## Aim of the task
Write out the listing verbatim. No pictures belong in it.

## Supplied material
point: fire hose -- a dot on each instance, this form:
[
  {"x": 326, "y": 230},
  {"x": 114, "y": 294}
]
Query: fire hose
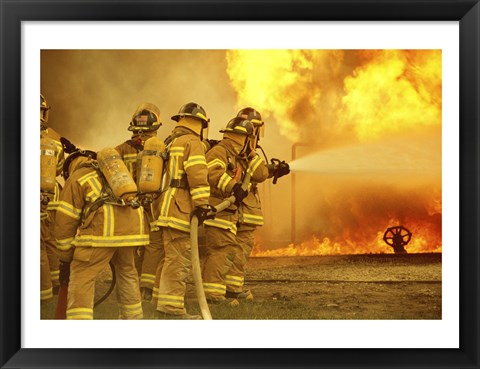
[{"x": 196, "y": 270}]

## Answer section
point: fire hose -- a dot on each instance, this form:
[
  {"x": 326, "y": 230},
  {"x": 114, "y": 294}
]
Query: fire hose
[{"x": 196, "y": 270}]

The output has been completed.